(Excerpted passage Opens)

Whoever’s fault it is, it’s clearly not because of me or my group.

We even see this sin at work in the Church itself, despite Jesus and the Apostles’ instructions to proclaim the Good News though faithfulness, unity, and love.  From almost the beginning, the Early Church broadbrushed the ethnically Jewish population for problems in their communities, so the Greek-speaking Christians rejected and disavowed them, leading to millennia of abuse and maltreatment.  Later, the eastern, Greek-speaking Orthodox Christians were at fault, so the western, Latin-speaking Roman Christians excommunicated them.  A few hundred years after that, the southern Romance language Roman Catholic Church was at fault, so the northern Germanic-speaking Christians split off, forming the greater Protestant tradition.  Once the various Germanic tongues found they couldn’t agree, they divided into a bunch of different, smaller churches that, even today, keep spawning tinier and tinier new sects and traditions, each of which continues to think that everybody else is wrong, and only our group has the true interpretation of the Bible and Christian worship practices.

It just keeps happening, doesn’t it?  No one wants to take responsibility for their own actions and errors.  Little by little, the world continues to fall apart, working its way toward social, political, and environmental anarchy.  And at the base of it all, we really want to find the right person to bear the blame.

And if you think about it, isn’t that why Jesus had to be killed?

We, as humanity, keep messing things up.  The blame first spawned in the Garden of Eden keeps shifting and multiplying and spreading.  We smear it on each other like kids playing in the mud, never once paying attention to how filthy we’ve become.  Only once we’re home and tracking it through the kitchen, only once an authority figure demands to know who made this mess, do we start to become aware of the consequences of our earlier actions.  And rather than face the facts, we almost always rush to find someone else to blame: my sister did it, or maybe the dog.  Or—oh yeah—we’re pretty sure we saw a bad guy with dirty boots running through the house.  That must have been it!

The blame keeps sliding from one innocent party to another until we eventually find the comfort of believing ourselves.  Once we convince enough people to join our delusion, we discover we have the power to relieve our own guilt by inflicting that pain on someone else.  So we look for the easiest target that we can: the outsider or the innocent.  We use them as scapegoats to carry our shame and then either get someone else to run them off into the wilderness or go ahead and kill them ourselves.

(Excerpted passage Closes)
(Given information Opens)

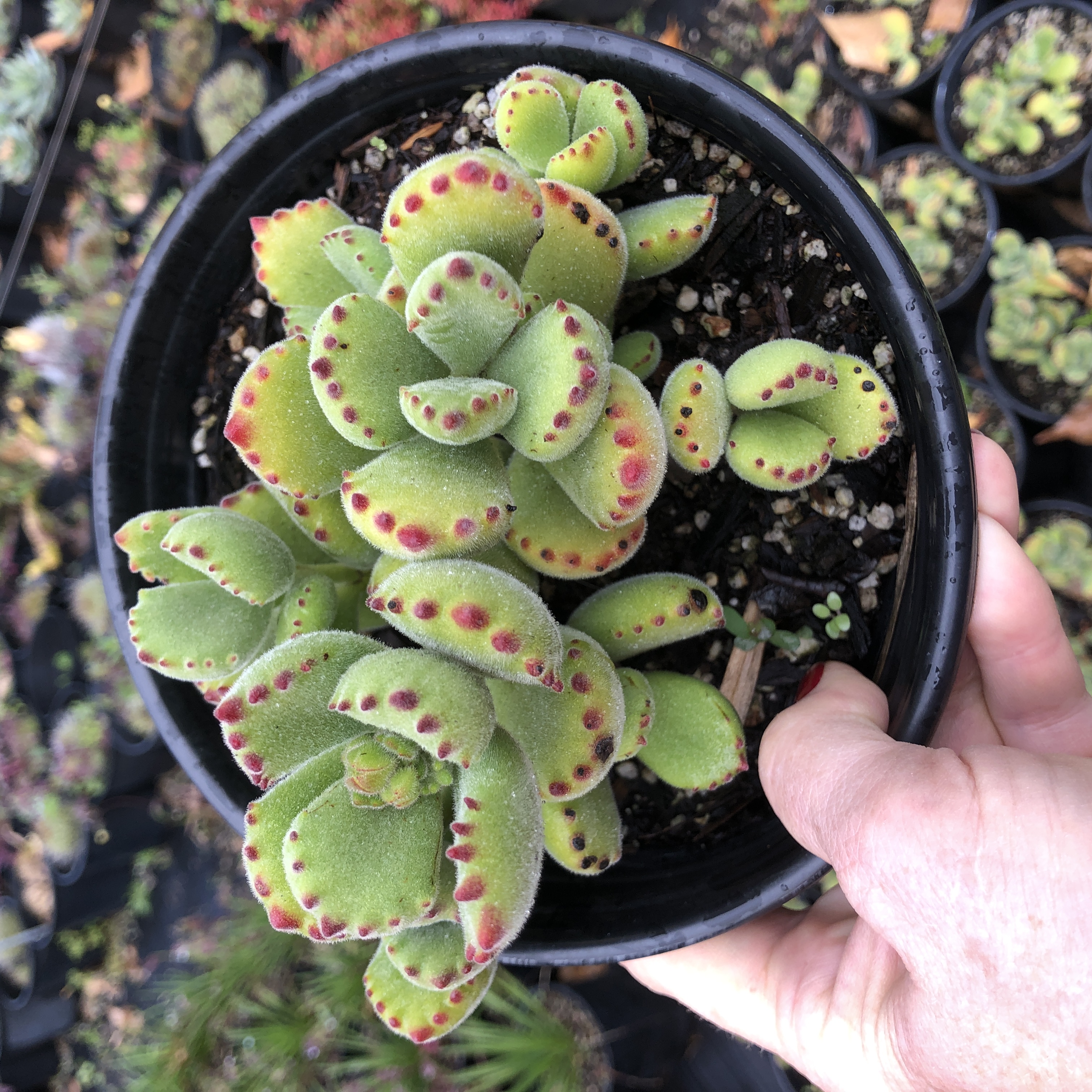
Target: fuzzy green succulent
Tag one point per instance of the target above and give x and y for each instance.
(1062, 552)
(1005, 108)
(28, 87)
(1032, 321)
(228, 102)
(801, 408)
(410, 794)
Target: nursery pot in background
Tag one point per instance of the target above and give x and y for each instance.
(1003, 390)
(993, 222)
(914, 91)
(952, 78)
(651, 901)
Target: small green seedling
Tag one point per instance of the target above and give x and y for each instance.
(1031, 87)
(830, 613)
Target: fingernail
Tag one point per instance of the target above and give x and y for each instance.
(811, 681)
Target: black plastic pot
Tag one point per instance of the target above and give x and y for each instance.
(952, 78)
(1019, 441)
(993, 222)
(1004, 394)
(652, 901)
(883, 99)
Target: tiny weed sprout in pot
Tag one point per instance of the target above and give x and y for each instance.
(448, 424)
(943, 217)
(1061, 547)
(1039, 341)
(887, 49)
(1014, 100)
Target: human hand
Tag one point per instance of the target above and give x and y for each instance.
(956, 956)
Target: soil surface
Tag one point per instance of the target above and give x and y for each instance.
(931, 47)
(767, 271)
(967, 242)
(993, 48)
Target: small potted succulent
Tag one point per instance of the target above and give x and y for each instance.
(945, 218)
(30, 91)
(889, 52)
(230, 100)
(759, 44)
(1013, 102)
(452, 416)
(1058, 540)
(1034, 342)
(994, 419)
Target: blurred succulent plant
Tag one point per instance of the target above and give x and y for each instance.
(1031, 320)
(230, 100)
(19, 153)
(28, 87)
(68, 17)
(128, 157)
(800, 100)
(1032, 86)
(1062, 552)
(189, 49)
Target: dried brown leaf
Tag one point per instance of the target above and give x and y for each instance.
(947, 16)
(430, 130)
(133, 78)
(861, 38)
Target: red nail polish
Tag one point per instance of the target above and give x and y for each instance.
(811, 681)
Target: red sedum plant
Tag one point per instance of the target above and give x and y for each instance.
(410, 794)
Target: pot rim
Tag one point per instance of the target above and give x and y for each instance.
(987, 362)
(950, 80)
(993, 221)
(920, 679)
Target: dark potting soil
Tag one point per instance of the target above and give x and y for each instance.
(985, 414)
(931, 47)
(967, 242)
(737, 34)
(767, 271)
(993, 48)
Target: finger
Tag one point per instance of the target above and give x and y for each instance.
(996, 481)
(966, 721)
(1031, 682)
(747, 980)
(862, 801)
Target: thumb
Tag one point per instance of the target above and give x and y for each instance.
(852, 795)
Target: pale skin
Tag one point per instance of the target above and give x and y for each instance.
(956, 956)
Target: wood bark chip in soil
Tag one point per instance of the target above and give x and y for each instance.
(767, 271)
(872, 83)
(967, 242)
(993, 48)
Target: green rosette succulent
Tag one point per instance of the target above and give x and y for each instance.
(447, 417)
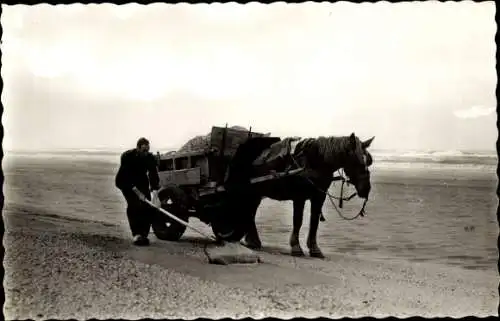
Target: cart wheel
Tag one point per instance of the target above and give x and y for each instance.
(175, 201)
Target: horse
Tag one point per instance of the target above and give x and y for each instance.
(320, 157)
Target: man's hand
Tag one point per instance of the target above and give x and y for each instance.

(Given information Closes)

### What the task asks
Write the next few paragraphs of the reflection on blame and scapegoating, picking up after its final sentence.

### Answer
Maybe that’s why Jesus, as our scapegoat, had to starve in the wilderness for forty days.  Maybe that’s why he had to face so much scrutiny and testing from the religious authorities of his day.  Maybe that’s why he had to bear the wrath of Empire.  Someone was responsible for all our problems, and as a blank canvas, it was an easy job for us to project all our failures onto him.

So maybe that’s where we should start this Lent.  What, exactly, is my responsibility in the situation facing me?  How will I respond?  How will my choices and actions in any particular moment affect others?  How might they already have done so?  What can I do to make amends?

It really boils down to what kind of standard we want to set for the future.  What sort of legacy will we leave?  Who do we really want to be like?  Will we follow the ancient tradition of our ancestors and continue to spread death by ignoring our own faults and holding others responsible for our actions?  Or will we follow our Savior, the one who not only shouldered the weight of his own responsibilities but also, for the good of others, accepted the blame rightly belonging to us, bearing the consequences of our wrongdoings and, in that way, restoring life, healing, and redemption to the world?

We each face tests.  We each face trials.  We each face temptations.  No one can avoid them forever.  Some are more severe than others, but all of them are difficult in the moment.  The question isn’t whether or not those things will take place, whether or not we’ll someday sin or make a mistake.  The question is, when we do, how will we respond?